» **What is required**
Copy out the material in full. Leave every line as it is.

» **Entries shown**
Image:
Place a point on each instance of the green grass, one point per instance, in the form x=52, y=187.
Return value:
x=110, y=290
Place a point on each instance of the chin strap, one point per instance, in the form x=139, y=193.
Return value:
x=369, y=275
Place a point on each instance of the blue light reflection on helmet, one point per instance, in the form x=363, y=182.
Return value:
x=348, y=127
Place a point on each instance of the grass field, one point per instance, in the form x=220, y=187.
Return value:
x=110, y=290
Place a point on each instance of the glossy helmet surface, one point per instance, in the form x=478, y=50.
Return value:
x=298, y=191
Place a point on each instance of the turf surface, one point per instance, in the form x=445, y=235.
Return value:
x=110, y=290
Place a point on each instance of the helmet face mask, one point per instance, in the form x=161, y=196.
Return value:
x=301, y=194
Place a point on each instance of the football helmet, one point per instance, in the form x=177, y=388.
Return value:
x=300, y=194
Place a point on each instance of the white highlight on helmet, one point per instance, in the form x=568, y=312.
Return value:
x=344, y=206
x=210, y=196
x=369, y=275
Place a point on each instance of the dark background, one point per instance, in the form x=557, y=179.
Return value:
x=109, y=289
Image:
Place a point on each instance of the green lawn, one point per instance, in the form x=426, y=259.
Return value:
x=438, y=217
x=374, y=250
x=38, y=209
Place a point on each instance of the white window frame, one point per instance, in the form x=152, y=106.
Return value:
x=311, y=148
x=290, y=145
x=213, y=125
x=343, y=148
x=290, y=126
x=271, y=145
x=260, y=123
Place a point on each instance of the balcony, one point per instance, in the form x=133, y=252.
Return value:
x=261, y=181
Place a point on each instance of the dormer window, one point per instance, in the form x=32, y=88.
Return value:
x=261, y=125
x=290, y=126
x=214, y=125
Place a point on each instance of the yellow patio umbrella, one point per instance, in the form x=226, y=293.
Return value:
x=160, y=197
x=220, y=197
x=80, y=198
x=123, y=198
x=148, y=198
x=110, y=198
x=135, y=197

» **Solution to this task**
Image:
Place a point on each instance of the green grass, one point per instance, in the form x=52, y=187.
Return value:
x=110, y=290
Place a point on each instance of the chin strap, one point per instance, in the form x=139, y=193.
Return value:
x=369, y=275
Place a point on each instance of the blue light reflection on helmet, one point per instance, in the form x=363, y=182.
Return value:
x=348, y=127
Place a point on each instance of the grass field, one point per instance, in the form x=220, y=187.
Return value:
x=110, y=290
Place a point on each instance of the glossy helmet surface, one point per instance, in the form x=478, y=50.
Return value:
x=298, y=191
Place a point on each instance of the turf surface, one point per instance, in the form x=445, y=235.
Return value:
x=110, y=290
Place a point on each instance of the helmet face mask, one point per instance, in the form x=161, y=196.
Return value:
x=301, y=194
Place a point on each instance of the football helmet, one point per instance, in the form x=177, y=388.
Return value:
x=300, y=194
Place a point on each instance of the white highlight on helmet, one point per instance, in the form x=568, y=312.
Return value:
x=344, y=206
x=210, y=196
x=369, y=275
Place a point on each instance of the dark background, one point per instance, in the form x=557, y=179.
Return value:
x=109, y=289
Image:
Place a point on each instance of the green lawn, one point per instance, in the form x=426, y=259.
Return value:
x=438, y=217
x=374, y=250
x=38, y=209
Place a point on each instance of the white window frame, one point per instance, in the form x=152, y=106.
Return value:
x=311, y=148
x=290, y=145
x=213, y=125
x=343, y=148
x=290, y=126
x=271, y=145
x=260, y=123
Place a point on each instance of the balcony, one point per instance, in the form x=133, y=252.
Return value:
x=261, y=181
Place a point on each instance of the dormer window, one point per instance, in the form x=32, y=88.
Return value:
x=261, y=125
x=290, y=126
x=214, y=125
Place a point on each instance of the yellow patio umbrella, one point per instance, in the form x=226, y=293.
Return value:
x=160, y=197
x=220, y=197
x=80, y=198
x=123, y=198
x=148, y=198
x=110, y=198
x=135, y=197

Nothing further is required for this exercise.